▸ DIRECTIONS:
Would you give the number of lines below in which the string "shirt" appears? Nothing else is needed.

▸ EXERCISE INPUTS:
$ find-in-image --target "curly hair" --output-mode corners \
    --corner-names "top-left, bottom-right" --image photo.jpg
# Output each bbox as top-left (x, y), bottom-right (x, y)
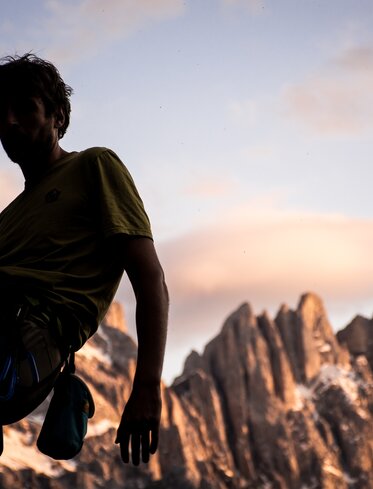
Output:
top-left (0, 53), bottom-right (73, 139)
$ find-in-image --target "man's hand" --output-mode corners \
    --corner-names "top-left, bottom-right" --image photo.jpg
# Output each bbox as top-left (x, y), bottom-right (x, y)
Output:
top-left (111, 236), bottom-right (168, 465)
top-left (115, 382), bottom-right (162, 465)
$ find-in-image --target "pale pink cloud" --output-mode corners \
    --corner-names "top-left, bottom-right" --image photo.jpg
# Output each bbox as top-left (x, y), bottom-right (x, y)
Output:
top-left (333, 46), bottom-right (373, 72)
top-left (228, 99), bottom-right (258, 127)
top-left (184, 176), bottom-right (237, 198)
top-left (284, 44), bottom-right (373, 136)
top-left (240, 144), bottom-right (274, 160)
top-left (163, 206), bottom-right (373, 288)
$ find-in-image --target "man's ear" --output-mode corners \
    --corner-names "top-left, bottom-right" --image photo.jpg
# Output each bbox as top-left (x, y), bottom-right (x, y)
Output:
top-left (54, 108), bottom-right (65, 129)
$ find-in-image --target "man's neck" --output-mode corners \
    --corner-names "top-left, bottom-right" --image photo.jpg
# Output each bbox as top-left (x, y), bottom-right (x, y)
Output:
top-left (20, 144), bottom-right (69, 186)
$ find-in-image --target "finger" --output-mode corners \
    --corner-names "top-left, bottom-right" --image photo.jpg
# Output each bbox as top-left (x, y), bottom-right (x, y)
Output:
top-left (118, 431), bottom-right (130, 463)
top-left (141, 429), bottom-right (150, 463)
top-left (131, 432), bottom-right (141, 466)
top-left (150, 426), bottom-right (159, 454)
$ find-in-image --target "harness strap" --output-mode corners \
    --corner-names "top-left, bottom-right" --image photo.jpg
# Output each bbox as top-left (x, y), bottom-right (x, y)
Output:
top-left (63, 350), bottom-right (76, 375)
top-left (0, 355), bottom-right (17, 401)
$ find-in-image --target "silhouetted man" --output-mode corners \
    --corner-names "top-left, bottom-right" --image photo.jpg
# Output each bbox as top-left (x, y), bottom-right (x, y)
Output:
top-left (0, 53), bottom-right (168, 465)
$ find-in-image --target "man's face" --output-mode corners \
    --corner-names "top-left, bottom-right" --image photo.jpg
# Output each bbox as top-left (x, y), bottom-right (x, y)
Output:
top-left (0, 94), bottom-right (58, 165)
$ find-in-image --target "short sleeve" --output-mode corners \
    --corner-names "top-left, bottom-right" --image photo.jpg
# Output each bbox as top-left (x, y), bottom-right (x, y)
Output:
top-left (92, 149), bottom-right (153, 240)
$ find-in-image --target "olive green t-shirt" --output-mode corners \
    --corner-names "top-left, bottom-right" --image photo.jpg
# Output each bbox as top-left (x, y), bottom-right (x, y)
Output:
top-left (0, 147), bottom-right (152, 347)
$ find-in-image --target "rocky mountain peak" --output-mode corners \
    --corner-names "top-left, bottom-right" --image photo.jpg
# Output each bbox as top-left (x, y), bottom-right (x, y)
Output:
top-left (220, 301), bottom-right (254, 332)
top-left (298, 290), bottom-right (325, 309)
top-left (275, 291), bottom-right (346, 383)
top-left (101, 301), bottom-right (127, 333)
top-left (278, 302), bottom-right (290, 314)
top-left (337, 314), bottom-right (373, 371)
top-left (182, 349), bottom-right (204, 374)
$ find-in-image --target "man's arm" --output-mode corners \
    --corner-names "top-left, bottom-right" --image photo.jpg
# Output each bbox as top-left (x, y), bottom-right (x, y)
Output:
top-left (113, 236), bottom-right (169, 465)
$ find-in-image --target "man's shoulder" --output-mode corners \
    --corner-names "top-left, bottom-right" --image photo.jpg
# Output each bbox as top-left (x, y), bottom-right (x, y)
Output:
top-left (75, 147), bottom-right (123, 167)
top-left (77, 146), bottom-right (113, 160)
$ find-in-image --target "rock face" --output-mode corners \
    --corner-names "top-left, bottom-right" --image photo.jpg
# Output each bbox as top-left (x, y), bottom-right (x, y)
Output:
top-left (0, 293), bottom-right (372, 489)
top-left (337, 315), bottom-right (373, 372)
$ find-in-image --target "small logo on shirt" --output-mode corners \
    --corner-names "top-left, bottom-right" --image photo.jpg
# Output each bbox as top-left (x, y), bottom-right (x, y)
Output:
top-left (45, 188), bottom-right (61, 203)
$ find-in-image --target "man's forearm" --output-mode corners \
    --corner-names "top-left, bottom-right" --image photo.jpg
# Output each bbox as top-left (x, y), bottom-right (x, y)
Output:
top-left (133, 272), bottom-right (169, 386)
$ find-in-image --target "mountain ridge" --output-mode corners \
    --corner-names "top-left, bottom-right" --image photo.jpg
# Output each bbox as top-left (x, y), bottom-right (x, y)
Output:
top-left (0, 292), bottom-right (372, 488)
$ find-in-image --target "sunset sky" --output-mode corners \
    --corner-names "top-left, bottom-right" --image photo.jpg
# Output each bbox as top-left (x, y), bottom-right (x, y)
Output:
top-left (1, 0), bottom-right (373, 383)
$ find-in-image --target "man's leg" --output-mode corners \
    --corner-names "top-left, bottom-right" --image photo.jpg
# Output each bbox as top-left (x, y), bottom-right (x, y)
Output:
top-left (0, 304), bottom-right (65, 432)
top-left (17, 312), bottom-right (63, 387)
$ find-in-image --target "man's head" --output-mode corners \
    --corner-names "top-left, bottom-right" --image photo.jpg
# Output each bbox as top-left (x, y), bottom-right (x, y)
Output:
top-left (0, 53), bottom-right (73, 140)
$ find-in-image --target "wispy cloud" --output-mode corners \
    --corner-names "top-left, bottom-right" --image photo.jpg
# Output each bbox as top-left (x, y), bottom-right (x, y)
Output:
top-left (228, 99), bottom-right (258, 127)
top-left (46, 0), bottom-right (185, 63)
top-left (1, 0), bottom-right (186, 64)
top-left (184, 175), bottom-right (237, 198)
top-left (239, 144), bottom-right (274, 160)
top-left (333, 46), bottom-right (373, 72)
top-left (284, 44), bottom-right (373, 136)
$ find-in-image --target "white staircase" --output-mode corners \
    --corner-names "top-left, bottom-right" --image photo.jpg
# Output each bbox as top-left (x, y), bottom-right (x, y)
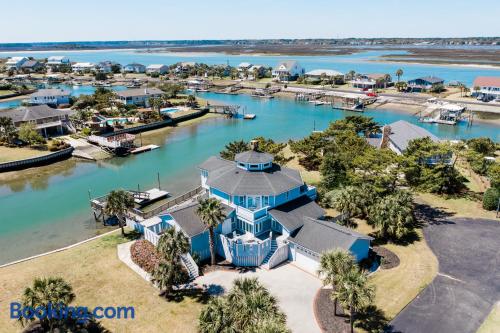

▸ RESPONSE AREA:
2